▸ **TEXT SHOWN**
■ ■ ■ ■
Three large repeats of homologous sequence are located within three of the cleavage products (Fig. 2A). The first is found in the middle of HGP44, the second in HGP17, and the third in the carboxyl-terminal region of HGP27. Amino acid sequence identities within these 49-amino acid stretches varies between 76 and 96%, indicating similar roles for each sequence, possibly in non-covalent interactions with the proteinase domain, or in the adhesion activity of the high molecular mass complexes.
Figure 2: A, alignment of conserved areas within the adhesin domains of the RGP-1 polyprotein sequence. B, identification of the active site cysteine residue as Cys-185 by active site labeling and separation of V8 proteinase- and Asp-N-derived peptides. X refers to unidentifiable amino acid residues at a given Edman degradation cycle. During such analyses, these positions are characteristically associated with cysteine or modified amino acid residues in the polypeptide chain.
The mature RGP-1 sequence exhibited no similarity with
any cysteine proteinase reported previously except for the related
enzyme from the same organism, referred to as Lys-gingipain (23) . ()Even in this case, the similarity is
limited to the sequence around His-211 and Asn-442, suggesting that
these residues, along with the active site cysteine residue (Cys-185),
determined by active site labeling (Fig. 2B), encompass
the catalytic triad. Interestingly, the lack of any similarity around
these sequences with cysteine proteinases other than Lys-gingipain
suggests that these bacterial proteinases represent a distinct branch
of this family of proteolytic enzymes. That the catalytic apparatus of
RGP-1 might be different from that of other known cysteinyl proteinases
demands that residues other than Cys-185 involved directly in the
hydrolysis of peptide bonds must be verified experimentally.
■ ■ ■ ■
▸ **GIVEN ENTRIES**
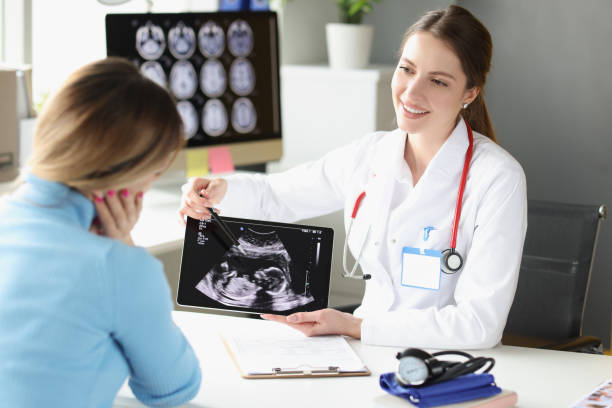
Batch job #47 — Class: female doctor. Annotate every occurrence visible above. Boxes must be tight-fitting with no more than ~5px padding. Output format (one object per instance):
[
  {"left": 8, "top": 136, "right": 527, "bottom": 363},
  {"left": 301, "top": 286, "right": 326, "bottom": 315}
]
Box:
[{"left": 180, "top": 5, "right": 527, "bottom": 349}]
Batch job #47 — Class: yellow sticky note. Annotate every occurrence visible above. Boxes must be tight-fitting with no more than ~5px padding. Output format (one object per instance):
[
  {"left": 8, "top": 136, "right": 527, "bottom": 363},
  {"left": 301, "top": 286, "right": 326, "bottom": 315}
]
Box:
[{"left": 187, "top": 148, "right": 208, "bottom": 178}]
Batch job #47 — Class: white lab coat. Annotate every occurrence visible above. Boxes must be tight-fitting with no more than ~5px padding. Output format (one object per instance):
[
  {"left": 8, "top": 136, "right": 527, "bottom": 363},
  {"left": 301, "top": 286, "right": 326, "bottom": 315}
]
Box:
[{"left": 219, "top": 120, "right": 527, "bottom": 349}]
■ ■ ■ ■
▸ **EXERCISE DESCRIPTION**
Could you pick up the passage on the RGP-1 proteinase after its last sentence and keep it going? The records have nothing to do with the text.

▸ **TASK RESPONSE**
Molecular cloning of the rgp1 gene confirms previous findings that this arginine-specific proteinase is closely associated with adhesion activity. High trypsin-like activity has been shown previously to be an important virulence factor in P. gingivalis. Sequencing of the corresponding rgp1 gene of the virulent W50 strain of P. gingivalis revealed only two conservative amino acid changes in the mature enzyme sequence (data not shown). Thus, any involvement of RGP-1 in virulence would have to be due to its differential regulation, and enhanced expression in virulent strains. The availability of RGP-1 DNA sequences will now allow the further study of hemolysis of erythrocytes through the adhesin/hemagglutinin activities of this proteolytic polyprotein. Recombinant polypeptides can also be used for the development of potential immunoprophylactic and therapeutic agents against this human pathogen.
The nucleotide sequence(s) reported in this paper has been submitted to the GenBank(TM)/EMBL Data Bank with accession number(s) U15282[GenBank].